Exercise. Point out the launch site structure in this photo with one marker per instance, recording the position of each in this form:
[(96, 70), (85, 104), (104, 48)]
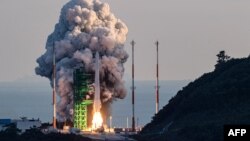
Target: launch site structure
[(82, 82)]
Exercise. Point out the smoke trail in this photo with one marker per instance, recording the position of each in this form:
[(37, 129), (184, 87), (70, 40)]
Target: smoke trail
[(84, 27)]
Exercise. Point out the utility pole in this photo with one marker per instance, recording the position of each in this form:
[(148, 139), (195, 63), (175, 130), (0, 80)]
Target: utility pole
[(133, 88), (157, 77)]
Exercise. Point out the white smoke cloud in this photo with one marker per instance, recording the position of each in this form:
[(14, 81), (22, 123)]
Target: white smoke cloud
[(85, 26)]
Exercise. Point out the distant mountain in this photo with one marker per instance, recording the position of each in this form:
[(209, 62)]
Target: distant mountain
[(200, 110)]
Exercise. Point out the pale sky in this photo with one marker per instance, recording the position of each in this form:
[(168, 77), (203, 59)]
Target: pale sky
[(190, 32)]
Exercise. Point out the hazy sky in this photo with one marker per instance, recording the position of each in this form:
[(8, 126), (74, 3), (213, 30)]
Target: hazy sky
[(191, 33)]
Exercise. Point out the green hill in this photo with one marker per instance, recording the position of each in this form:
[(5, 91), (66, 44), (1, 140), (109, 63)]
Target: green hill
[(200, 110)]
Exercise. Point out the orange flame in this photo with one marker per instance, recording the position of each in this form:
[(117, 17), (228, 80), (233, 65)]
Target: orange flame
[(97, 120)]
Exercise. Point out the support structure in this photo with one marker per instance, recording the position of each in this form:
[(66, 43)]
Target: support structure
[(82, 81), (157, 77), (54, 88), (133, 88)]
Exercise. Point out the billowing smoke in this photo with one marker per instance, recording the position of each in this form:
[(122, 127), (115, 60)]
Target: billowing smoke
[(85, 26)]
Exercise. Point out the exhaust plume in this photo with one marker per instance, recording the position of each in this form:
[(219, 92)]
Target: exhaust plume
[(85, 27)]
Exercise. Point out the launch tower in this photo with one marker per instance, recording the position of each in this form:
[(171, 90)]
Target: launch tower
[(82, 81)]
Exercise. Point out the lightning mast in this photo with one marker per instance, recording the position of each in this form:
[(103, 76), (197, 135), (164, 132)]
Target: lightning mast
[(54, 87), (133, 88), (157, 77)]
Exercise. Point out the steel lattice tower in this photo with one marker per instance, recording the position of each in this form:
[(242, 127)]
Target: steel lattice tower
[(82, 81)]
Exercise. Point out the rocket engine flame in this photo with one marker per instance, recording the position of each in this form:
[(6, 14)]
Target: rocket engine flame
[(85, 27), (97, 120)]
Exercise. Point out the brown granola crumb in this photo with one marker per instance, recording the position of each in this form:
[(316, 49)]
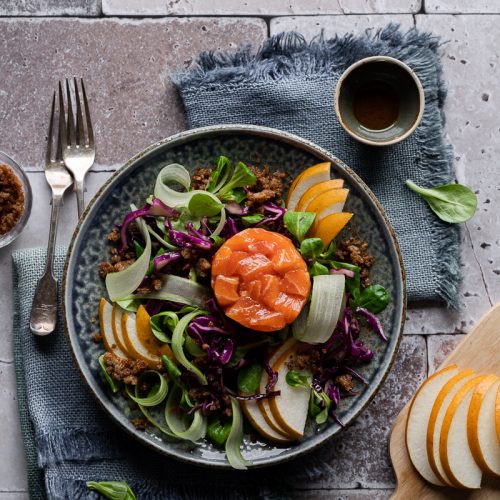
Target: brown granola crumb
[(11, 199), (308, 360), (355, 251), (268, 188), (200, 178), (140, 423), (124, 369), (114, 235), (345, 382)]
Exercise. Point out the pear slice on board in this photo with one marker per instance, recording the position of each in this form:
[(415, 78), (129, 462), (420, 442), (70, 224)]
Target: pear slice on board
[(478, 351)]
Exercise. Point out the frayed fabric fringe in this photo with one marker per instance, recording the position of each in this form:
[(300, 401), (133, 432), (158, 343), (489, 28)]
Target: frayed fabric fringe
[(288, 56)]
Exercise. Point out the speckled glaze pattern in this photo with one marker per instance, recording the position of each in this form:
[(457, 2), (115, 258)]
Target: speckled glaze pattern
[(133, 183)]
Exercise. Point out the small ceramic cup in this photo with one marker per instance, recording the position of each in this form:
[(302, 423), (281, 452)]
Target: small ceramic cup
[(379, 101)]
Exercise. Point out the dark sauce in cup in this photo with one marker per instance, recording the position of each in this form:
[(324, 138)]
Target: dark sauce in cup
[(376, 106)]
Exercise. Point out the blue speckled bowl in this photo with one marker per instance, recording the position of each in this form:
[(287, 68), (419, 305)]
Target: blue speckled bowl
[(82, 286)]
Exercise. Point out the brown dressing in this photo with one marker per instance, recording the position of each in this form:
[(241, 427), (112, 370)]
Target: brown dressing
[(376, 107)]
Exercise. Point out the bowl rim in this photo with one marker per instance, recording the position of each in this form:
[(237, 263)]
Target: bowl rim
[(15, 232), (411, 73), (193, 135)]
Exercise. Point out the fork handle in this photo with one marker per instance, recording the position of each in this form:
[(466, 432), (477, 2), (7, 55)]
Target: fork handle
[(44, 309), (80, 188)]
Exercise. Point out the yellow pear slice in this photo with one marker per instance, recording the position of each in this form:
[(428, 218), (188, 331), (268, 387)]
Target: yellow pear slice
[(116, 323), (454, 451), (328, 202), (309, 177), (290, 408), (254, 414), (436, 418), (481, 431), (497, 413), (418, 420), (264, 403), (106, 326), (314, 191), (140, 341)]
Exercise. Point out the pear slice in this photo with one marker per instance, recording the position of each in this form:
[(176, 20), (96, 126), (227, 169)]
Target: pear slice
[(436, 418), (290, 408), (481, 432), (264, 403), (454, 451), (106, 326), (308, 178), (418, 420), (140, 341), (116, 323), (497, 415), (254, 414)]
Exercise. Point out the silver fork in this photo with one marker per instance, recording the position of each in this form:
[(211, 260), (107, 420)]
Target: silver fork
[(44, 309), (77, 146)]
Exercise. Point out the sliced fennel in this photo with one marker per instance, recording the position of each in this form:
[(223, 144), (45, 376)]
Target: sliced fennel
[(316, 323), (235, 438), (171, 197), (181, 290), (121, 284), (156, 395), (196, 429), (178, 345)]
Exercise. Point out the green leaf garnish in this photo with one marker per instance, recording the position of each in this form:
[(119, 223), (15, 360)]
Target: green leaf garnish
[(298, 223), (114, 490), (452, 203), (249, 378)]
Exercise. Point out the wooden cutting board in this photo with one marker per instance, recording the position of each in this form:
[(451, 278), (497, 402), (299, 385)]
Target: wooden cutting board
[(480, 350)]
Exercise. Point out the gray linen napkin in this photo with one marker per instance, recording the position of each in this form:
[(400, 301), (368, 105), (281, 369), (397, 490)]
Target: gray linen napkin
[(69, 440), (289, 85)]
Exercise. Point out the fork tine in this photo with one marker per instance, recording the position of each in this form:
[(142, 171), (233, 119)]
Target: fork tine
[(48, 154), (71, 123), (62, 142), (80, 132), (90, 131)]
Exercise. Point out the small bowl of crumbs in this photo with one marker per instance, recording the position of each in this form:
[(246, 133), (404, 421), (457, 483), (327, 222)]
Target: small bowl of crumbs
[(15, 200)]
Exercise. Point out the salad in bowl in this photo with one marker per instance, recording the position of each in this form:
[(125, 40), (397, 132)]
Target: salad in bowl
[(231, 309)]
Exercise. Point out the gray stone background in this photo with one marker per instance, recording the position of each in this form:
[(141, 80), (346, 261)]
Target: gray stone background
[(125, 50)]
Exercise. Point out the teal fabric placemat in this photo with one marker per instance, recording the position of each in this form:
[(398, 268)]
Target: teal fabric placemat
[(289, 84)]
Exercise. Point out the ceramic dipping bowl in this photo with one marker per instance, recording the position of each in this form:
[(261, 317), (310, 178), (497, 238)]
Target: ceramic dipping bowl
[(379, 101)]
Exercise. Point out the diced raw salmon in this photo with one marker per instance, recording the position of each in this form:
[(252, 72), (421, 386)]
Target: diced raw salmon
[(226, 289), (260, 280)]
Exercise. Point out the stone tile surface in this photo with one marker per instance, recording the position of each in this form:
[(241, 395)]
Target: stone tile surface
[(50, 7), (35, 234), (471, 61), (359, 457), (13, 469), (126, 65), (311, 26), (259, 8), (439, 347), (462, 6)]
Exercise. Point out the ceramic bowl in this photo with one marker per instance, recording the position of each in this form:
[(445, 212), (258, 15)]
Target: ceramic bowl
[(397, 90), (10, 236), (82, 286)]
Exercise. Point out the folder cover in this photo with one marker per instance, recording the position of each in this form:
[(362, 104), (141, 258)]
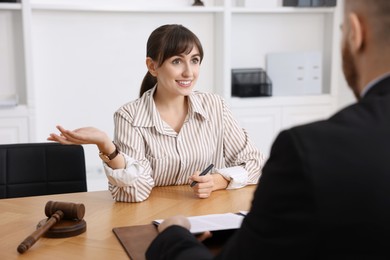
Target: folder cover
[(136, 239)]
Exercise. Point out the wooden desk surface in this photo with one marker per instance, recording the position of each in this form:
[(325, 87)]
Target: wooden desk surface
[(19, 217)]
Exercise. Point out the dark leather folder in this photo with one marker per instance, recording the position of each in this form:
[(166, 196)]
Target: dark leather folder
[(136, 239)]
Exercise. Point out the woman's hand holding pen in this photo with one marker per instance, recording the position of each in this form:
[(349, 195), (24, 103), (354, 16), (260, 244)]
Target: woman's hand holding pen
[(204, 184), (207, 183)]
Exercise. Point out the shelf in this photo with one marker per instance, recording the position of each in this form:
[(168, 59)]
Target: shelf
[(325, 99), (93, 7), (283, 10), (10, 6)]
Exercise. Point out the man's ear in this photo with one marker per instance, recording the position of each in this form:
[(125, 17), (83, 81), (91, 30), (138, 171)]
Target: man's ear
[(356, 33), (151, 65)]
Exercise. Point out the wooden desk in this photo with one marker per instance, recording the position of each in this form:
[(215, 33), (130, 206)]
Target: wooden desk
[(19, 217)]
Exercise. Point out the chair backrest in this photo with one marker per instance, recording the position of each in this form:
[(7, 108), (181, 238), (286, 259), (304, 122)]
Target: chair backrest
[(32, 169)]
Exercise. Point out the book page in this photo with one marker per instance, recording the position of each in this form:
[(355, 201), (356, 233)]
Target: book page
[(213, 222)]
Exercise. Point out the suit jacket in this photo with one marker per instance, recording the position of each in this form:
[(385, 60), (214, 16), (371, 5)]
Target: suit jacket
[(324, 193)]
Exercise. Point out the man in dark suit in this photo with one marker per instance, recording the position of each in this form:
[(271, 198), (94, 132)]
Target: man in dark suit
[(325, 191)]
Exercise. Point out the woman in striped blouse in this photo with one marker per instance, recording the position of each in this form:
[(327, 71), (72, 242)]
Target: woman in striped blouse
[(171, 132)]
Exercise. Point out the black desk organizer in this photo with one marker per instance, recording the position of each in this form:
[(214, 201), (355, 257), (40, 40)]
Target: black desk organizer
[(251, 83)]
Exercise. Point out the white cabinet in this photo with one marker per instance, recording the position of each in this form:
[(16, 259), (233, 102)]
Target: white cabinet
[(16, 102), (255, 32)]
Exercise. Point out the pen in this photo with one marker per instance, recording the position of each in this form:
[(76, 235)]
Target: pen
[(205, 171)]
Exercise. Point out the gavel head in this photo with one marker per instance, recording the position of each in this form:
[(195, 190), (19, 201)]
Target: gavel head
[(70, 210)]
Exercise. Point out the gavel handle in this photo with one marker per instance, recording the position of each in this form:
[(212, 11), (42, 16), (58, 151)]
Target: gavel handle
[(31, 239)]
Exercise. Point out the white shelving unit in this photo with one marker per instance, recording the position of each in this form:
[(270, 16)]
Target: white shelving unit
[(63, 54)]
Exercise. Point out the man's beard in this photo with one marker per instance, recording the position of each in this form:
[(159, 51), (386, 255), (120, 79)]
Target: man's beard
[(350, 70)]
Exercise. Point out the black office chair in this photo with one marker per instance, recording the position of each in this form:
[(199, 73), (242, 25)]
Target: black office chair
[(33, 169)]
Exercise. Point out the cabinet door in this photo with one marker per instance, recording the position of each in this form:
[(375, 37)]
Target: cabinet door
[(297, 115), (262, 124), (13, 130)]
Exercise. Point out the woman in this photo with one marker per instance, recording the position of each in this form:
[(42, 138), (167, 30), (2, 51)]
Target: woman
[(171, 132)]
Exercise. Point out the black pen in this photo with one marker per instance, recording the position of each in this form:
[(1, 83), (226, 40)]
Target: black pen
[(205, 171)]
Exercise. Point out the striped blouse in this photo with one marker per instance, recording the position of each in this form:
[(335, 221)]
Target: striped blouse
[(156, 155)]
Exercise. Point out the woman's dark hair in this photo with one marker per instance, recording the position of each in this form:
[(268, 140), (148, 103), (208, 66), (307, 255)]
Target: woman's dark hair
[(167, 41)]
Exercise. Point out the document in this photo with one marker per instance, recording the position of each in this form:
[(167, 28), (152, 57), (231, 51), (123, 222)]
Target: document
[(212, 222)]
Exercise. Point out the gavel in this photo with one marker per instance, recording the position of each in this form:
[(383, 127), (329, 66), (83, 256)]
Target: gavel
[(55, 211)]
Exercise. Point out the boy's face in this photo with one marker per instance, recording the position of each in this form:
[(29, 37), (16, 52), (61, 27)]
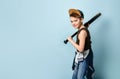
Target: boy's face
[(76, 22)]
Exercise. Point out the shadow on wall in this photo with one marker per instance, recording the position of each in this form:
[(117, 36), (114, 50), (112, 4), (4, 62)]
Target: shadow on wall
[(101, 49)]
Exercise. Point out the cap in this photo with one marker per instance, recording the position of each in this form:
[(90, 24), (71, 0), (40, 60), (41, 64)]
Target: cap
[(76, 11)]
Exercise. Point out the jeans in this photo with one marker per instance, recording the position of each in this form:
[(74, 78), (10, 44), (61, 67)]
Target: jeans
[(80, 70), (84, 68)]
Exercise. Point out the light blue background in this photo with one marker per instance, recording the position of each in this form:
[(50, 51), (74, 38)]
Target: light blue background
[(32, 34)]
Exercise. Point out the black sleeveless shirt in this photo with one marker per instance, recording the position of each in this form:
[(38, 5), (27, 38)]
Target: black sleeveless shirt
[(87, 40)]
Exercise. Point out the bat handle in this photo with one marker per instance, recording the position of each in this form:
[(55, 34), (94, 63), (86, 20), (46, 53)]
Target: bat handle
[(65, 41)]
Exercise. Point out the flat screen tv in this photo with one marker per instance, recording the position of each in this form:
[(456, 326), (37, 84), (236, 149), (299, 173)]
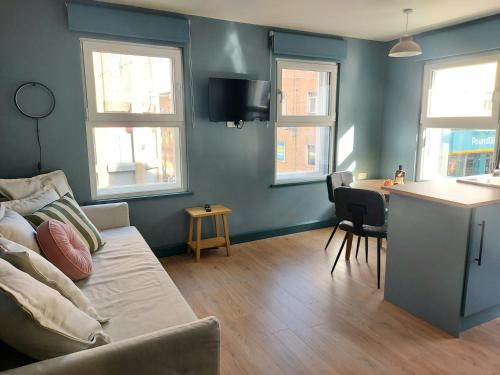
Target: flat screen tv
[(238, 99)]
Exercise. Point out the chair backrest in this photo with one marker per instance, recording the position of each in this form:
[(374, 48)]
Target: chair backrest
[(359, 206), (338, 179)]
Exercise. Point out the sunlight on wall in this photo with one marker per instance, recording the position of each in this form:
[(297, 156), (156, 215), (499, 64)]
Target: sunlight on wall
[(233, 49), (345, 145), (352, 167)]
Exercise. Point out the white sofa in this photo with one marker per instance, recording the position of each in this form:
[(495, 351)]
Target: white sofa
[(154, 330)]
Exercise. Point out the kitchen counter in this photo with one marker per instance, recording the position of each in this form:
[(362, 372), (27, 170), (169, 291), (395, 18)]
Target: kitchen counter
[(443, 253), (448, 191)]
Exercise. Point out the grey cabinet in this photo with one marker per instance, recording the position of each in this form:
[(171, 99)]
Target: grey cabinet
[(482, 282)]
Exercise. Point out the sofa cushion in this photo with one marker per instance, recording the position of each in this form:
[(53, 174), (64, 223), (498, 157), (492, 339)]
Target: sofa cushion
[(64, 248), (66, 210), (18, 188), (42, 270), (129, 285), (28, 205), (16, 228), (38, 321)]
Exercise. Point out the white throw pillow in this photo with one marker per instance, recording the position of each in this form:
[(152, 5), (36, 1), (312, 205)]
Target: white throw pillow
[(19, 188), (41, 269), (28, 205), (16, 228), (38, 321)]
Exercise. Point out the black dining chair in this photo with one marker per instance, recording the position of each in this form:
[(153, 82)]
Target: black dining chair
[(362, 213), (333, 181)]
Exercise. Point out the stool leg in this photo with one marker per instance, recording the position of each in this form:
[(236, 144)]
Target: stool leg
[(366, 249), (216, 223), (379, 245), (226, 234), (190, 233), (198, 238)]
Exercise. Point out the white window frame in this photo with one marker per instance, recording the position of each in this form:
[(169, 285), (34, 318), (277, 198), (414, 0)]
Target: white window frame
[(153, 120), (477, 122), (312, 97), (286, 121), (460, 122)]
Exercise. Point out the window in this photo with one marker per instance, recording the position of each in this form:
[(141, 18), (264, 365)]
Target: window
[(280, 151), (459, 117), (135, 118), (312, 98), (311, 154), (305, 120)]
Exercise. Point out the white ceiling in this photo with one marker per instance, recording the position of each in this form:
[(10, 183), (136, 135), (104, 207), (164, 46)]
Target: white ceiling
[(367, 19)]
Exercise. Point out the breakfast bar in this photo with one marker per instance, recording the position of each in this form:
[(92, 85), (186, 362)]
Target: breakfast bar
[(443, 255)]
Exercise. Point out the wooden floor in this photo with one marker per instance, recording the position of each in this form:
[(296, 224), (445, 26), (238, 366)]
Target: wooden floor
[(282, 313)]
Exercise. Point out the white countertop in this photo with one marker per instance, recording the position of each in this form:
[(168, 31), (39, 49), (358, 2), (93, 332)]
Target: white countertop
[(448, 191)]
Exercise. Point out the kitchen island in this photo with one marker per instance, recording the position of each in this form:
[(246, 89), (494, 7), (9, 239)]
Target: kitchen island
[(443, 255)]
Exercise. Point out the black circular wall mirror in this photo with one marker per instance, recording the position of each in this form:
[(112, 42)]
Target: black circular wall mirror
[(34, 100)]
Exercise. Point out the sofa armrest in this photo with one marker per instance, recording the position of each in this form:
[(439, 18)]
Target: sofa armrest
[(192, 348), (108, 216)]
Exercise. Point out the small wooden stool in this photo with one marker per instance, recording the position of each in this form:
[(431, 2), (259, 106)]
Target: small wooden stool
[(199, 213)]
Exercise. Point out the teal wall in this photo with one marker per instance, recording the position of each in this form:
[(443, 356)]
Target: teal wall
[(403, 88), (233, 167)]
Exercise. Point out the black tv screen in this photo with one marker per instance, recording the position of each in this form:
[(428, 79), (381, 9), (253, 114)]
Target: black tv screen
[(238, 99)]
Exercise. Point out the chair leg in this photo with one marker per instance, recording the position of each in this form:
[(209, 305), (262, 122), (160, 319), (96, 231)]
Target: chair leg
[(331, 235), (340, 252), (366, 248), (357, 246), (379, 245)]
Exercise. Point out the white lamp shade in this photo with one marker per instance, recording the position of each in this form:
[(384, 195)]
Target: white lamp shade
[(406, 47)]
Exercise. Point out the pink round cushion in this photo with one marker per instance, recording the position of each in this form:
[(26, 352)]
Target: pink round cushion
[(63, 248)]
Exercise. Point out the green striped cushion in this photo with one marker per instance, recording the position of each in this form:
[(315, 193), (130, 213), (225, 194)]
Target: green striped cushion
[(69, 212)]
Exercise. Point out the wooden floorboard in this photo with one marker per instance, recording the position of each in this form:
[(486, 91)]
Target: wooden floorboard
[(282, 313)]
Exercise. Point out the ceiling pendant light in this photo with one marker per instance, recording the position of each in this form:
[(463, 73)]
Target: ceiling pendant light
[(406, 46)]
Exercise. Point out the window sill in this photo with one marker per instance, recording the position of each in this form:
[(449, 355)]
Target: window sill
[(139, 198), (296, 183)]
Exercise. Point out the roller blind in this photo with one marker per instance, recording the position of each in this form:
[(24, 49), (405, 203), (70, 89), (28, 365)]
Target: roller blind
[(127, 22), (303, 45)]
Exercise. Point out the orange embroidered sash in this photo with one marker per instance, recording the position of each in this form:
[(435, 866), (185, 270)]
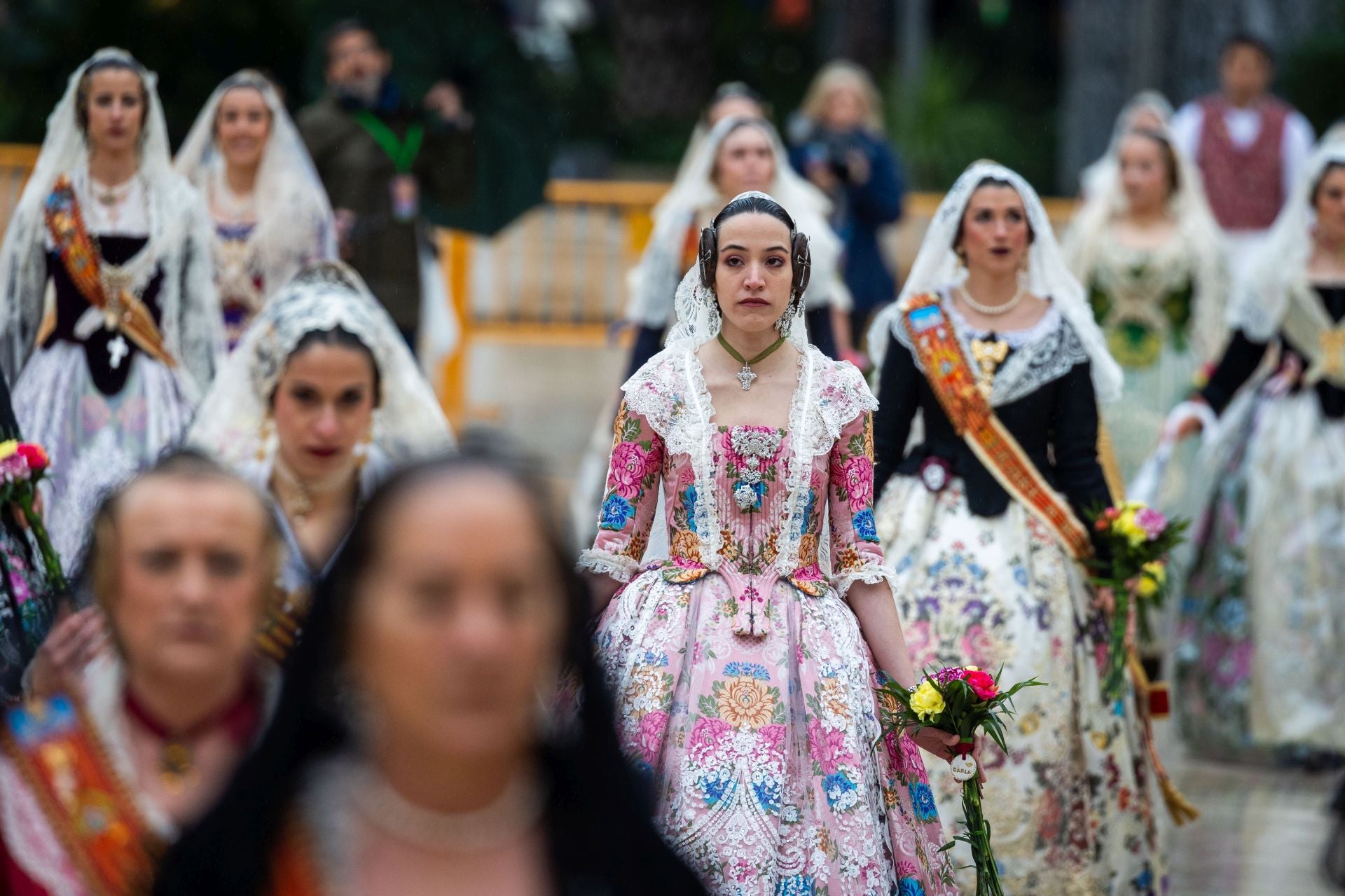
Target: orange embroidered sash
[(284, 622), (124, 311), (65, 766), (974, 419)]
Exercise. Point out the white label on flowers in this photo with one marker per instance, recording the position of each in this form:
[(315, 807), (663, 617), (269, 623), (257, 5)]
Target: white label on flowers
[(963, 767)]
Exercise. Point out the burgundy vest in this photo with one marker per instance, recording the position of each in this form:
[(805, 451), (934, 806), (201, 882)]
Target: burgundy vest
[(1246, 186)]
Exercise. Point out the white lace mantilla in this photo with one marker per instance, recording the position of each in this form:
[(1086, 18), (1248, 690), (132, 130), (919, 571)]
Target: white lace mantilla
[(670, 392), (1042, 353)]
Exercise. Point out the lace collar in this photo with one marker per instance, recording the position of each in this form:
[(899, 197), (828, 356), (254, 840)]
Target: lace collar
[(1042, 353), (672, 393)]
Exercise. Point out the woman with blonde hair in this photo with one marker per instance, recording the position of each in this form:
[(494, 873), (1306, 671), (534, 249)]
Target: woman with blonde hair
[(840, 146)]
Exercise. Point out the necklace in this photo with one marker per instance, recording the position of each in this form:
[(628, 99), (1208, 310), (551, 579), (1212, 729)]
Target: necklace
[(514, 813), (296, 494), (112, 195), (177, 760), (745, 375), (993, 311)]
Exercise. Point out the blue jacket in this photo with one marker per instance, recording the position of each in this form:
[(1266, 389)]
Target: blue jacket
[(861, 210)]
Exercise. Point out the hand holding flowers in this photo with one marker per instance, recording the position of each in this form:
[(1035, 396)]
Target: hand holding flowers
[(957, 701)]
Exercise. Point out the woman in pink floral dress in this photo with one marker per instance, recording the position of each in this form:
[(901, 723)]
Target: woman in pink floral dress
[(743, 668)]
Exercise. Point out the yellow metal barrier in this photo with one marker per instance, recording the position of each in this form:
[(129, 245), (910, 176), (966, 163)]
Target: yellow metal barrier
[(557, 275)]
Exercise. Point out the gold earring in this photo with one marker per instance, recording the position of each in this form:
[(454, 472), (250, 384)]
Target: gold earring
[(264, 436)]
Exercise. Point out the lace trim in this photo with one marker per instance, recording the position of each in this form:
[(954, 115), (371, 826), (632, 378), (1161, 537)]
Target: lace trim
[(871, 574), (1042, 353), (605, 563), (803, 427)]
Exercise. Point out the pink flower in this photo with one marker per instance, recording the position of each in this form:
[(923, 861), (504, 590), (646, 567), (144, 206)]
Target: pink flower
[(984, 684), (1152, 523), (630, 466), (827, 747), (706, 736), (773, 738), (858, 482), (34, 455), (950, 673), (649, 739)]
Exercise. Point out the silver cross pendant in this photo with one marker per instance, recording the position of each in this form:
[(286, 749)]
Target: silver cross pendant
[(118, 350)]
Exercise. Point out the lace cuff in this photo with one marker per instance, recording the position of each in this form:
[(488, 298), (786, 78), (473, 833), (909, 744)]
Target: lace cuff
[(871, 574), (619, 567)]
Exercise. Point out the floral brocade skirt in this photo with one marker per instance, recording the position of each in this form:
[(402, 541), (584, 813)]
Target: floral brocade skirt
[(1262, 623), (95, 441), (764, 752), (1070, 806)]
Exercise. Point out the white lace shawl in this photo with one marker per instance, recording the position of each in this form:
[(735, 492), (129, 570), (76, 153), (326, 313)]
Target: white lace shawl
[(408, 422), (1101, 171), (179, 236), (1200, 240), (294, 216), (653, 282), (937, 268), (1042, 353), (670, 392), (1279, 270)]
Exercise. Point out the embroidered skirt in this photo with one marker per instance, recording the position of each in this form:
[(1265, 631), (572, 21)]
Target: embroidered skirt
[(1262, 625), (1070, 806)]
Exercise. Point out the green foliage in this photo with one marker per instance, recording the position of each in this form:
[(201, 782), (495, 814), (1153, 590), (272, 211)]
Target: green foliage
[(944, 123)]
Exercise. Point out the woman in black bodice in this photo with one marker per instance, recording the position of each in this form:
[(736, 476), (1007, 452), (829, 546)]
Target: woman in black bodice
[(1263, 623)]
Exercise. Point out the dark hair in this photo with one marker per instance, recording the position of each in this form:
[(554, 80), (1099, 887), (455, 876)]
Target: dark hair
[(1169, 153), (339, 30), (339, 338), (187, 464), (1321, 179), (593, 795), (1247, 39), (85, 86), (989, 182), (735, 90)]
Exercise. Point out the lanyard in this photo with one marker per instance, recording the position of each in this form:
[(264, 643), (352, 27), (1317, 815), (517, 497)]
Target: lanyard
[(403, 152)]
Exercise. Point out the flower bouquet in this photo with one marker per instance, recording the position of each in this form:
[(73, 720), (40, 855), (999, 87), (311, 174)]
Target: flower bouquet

=== WORK TO BE COMPLETED ===
Rescale the records between the line holding "Exercise. Point out the woman's dark" and the line holding "[(101, 49)]", inclusive, and give only those lines again, requests included and pictures left out. Multiply every answer coordinate by 2.2, rounding to whole numbers with halves going up, and keep the sample coordinates in the requests unchanged.

=== SOLUTION TO THIS TASK ===
Exercise. Point out the woman's dark hair in this photo with one marker per instance, recording the position of each in this form:
[(268, 140), (148, 103), (208, 66), (307, 255)]
Target: woman's dark hair
[(367, 90)]
Exercise. Point out the document in this photo with one marker per instance, recording the position of each in this form:
[(167, 28), (152, 57), (231, 51), (123, 222)]
Target: document
[(466, 488)]
Exercise. Point out the gavel in this photo with one marker per instance, recording the position of each in this form:
[(383, 127), (329, 66), (83, 256)]
Target: gavel
[(121, 464)]
Exercise. Point out the boy's face in this photo with one marker per instance, recording the position of each in this form:
[(29, 37), (16, 52), (61, 27)]
Target: boy's face
[(167, 48)]
Exercise. Point out the shadow on wall in this photo with one marker per instance, recording the position of each in this form:
[(117, 36), (114, 50), (112, 4), (4, 62)]
Target: shadow on wall
[(222, 108)]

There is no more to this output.